--- Input rows ---

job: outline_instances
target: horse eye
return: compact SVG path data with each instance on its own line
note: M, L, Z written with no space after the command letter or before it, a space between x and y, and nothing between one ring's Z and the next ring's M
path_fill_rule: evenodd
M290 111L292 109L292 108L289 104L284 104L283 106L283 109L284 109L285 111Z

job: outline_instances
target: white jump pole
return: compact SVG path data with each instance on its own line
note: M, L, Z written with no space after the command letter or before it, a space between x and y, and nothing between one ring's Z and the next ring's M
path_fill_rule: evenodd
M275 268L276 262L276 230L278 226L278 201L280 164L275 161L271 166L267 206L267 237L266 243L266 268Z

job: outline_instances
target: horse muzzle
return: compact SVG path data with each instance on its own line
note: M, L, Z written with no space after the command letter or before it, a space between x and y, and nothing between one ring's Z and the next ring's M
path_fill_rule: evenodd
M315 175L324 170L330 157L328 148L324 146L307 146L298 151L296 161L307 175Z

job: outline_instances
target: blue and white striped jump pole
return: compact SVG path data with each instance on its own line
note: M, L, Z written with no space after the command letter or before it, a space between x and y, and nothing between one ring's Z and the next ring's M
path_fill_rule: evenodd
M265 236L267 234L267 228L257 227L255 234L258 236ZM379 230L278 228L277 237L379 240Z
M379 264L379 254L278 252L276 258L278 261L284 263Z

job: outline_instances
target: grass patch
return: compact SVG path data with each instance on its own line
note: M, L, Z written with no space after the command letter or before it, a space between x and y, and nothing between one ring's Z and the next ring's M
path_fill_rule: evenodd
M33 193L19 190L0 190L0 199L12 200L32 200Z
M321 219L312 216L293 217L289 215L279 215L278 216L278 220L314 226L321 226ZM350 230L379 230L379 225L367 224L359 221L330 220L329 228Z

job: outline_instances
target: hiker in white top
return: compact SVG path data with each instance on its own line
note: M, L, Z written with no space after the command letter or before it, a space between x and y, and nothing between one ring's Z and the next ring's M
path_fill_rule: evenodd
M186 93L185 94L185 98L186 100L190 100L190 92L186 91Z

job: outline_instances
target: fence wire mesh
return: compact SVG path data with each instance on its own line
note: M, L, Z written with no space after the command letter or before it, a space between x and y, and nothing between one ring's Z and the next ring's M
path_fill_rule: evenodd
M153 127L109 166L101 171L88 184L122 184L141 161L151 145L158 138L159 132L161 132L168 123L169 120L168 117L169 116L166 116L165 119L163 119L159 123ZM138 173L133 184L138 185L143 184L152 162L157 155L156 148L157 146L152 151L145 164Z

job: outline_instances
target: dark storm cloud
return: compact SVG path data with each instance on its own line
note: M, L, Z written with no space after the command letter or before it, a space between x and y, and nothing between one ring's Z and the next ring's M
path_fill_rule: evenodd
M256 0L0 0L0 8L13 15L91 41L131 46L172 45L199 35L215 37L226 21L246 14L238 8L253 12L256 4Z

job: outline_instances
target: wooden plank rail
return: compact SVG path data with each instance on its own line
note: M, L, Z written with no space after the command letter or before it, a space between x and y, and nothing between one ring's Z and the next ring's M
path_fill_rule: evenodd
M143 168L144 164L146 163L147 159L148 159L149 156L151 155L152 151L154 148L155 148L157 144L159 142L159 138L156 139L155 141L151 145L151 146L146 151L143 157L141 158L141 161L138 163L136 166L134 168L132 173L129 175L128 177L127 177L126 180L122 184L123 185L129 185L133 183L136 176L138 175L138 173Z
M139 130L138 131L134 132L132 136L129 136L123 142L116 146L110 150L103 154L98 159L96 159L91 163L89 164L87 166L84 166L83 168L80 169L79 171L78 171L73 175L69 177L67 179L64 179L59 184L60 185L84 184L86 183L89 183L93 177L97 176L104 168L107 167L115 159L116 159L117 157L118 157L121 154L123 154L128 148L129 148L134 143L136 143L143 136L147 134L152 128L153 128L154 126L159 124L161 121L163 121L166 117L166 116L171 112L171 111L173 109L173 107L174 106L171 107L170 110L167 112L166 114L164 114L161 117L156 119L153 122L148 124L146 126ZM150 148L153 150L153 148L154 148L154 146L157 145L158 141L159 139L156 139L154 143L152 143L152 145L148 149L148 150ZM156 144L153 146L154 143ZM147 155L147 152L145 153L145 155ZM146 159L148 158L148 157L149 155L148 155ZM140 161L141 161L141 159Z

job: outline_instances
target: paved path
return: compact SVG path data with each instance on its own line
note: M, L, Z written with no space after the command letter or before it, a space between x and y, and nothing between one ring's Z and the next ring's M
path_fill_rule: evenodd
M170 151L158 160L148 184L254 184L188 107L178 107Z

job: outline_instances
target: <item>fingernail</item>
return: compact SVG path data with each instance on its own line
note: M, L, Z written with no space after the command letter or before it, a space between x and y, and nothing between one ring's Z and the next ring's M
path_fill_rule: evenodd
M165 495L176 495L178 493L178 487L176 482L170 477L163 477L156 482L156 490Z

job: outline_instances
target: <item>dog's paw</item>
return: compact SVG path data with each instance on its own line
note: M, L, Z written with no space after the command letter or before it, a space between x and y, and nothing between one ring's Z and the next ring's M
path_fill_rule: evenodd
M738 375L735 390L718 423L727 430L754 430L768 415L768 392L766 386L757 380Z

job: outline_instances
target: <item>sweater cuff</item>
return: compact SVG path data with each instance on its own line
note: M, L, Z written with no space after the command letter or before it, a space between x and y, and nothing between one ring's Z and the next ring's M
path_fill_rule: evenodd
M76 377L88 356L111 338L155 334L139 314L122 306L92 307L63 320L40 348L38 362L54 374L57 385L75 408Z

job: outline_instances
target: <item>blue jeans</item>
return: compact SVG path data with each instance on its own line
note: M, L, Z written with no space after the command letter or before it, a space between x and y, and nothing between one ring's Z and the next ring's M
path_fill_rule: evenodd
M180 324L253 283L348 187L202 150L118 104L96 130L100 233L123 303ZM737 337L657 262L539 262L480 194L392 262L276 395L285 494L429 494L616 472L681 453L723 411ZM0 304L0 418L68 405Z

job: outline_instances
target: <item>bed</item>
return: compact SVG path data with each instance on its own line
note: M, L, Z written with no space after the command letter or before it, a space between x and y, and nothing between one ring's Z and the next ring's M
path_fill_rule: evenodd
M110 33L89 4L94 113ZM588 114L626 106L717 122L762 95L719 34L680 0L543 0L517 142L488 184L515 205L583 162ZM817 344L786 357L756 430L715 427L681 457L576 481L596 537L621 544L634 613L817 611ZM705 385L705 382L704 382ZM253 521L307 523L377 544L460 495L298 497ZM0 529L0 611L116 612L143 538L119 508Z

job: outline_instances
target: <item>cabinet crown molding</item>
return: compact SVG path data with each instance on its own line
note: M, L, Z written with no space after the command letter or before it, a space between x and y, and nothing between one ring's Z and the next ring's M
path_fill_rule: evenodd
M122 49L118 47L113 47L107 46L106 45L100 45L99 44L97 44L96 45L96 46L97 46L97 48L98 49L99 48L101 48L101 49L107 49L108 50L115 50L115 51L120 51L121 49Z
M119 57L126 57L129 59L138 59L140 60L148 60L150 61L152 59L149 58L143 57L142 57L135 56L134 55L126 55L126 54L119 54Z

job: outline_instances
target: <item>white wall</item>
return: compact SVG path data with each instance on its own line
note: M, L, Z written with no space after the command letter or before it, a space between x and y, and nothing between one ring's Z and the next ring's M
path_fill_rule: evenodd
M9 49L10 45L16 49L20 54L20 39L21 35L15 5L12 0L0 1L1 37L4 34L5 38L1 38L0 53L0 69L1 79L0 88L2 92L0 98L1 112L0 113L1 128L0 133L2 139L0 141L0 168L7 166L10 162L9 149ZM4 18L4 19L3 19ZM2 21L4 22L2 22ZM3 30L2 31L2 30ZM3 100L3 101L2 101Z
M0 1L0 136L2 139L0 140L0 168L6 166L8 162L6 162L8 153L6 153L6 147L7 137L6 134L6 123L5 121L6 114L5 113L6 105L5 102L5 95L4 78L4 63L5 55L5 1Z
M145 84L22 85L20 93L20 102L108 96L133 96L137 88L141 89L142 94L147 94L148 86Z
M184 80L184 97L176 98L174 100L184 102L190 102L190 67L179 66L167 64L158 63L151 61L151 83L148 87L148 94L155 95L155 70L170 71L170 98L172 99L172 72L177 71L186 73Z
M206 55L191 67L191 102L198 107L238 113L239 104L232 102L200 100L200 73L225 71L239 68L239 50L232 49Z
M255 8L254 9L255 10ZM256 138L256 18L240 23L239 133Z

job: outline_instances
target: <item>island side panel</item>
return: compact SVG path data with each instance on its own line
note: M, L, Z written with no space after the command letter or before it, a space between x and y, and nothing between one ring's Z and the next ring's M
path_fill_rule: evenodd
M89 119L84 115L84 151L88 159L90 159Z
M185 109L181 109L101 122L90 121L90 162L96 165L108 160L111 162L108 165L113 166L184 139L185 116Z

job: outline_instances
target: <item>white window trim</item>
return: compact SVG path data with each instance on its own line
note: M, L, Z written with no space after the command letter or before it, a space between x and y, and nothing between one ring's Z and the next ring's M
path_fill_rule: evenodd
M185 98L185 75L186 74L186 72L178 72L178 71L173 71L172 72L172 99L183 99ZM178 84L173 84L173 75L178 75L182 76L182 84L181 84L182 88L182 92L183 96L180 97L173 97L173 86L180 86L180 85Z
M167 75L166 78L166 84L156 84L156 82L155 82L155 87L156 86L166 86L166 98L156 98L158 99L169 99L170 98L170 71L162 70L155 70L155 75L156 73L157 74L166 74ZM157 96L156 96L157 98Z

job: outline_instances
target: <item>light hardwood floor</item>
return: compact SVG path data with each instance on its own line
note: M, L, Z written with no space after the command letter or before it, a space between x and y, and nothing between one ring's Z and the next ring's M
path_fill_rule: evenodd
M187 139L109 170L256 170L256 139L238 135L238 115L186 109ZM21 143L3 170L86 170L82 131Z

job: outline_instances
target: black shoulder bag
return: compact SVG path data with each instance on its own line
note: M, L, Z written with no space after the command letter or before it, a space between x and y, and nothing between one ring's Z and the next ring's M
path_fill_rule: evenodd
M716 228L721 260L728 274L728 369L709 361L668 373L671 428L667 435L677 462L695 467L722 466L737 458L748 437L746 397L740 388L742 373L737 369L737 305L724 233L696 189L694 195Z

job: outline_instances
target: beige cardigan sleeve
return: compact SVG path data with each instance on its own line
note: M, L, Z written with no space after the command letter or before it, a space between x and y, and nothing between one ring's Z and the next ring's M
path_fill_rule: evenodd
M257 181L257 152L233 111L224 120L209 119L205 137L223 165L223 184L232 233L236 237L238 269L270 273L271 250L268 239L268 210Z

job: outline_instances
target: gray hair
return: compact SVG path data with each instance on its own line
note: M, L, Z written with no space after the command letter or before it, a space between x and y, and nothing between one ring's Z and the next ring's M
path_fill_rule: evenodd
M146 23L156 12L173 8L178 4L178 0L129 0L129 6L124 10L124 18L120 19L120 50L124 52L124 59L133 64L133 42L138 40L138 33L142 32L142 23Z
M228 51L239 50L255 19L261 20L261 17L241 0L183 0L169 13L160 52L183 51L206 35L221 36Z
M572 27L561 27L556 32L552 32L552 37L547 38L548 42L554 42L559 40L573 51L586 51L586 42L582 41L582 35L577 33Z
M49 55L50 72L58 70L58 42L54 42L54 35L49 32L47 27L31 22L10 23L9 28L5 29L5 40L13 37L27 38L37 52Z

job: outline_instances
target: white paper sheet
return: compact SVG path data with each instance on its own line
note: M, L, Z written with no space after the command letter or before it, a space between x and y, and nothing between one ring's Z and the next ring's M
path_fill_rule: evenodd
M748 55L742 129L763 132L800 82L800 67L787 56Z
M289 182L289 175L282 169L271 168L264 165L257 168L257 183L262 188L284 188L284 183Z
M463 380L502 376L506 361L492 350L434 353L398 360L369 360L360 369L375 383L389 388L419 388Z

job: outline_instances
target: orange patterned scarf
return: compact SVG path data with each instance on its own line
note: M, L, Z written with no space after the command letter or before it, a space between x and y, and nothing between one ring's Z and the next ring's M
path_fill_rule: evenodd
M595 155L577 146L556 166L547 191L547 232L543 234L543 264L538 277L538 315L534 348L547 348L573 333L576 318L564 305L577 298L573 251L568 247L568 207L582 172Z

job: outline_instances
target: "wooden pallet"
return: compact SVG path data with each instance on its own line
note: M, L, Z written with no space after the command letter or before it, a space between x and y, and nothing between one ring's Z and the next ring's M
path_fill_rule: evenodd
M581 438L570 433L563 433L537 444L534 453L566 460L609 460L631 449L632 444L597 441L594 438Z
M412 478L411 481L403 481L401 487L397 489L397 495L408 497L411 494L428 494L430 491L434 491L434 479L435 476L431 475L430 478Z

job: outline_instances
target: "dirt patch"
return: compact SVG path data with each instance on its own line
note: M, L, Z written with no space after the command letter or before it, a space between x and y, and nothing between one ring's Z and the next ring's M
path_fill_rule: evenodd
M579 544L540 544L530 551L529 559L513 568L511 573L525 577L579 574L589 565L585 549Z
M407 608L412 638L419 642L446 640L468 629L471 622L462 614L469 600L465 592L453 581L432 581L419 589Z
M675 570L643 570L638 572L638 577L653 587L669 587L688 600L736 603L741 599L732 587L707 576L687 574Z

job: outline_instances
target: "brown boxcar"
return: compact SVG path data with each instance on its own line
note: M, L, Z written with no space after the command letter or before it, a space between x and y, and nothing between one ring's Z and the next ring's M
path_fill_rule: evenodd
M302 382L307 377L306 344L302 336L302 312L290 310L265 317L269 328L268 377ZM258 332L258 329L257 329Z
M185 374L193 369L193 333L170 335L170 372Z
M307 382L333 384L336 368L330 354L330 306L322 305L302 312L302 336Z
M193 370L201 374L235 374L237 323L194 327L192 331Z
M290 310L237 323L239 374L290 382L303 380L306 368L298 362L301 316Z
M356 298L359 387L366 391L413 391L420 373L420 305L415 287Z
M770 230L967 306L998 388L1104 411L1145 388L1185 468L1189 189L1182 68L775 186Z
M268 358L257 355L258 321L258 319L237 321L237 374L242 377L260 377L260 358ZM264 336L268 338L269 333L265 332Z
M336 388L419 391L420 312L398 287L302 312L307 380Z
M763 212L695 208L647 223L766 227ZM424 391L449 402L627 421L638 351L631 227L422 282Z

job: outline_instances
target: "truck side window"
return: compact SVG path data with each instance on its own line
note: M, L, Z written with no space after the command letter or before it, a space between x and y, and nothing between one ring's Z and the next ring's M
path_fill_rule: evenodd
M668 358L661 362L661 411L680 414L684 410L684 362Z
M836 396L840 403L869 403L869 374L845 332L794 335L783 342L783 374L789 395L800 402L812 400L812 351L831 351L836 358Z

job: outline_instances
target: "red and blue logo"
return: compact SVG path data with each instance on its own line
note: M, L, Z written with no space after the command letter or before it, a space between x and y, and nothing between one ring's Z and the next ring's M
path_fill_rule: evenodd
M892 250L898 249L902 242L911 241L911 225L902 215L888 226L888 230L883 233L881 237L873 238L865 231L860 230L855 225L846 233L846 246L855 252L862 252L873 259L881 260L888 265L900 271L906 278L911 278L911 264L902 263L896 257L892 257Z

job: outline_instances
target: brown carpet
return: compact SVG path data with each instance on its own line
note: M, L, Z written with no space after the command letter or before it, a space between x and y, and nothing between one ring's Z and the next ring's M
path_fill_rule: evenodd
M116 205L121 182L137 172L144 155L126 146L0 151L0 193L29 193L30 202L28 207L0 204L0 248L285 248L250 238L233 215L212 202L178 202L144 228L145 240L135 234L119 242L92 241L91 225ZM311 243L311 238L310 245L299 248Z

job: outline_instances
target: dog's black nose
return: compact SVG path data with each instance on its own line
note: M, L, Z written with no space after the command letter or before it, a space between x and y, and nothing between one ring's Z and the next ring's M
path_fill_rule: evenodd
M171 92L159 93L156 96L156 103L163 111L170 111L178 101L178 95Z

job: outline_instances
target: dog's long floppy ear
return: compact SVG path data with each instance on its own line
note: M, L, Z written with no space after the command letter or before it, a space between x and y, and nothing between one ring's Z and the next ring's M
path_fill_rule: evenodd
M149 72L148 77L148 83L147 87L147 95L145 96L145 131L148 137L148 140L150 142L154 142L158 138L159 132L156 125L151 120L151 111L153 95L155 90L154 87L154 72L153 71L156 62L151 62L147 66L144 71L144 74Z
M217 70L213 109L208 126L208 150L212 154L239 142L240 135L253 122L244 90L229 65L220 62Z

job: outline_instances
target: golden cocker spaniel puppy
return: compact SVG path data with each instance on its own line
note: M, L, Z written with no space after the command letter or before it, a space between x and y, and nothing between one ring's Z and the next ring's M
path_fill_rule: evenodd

---

*Objective*: Pull out every line in the items above that contains the string "side", treating uppercase and lowercase as different.

*Solution to this task*:
target: <item>island side panel</item>
target: "truck side window"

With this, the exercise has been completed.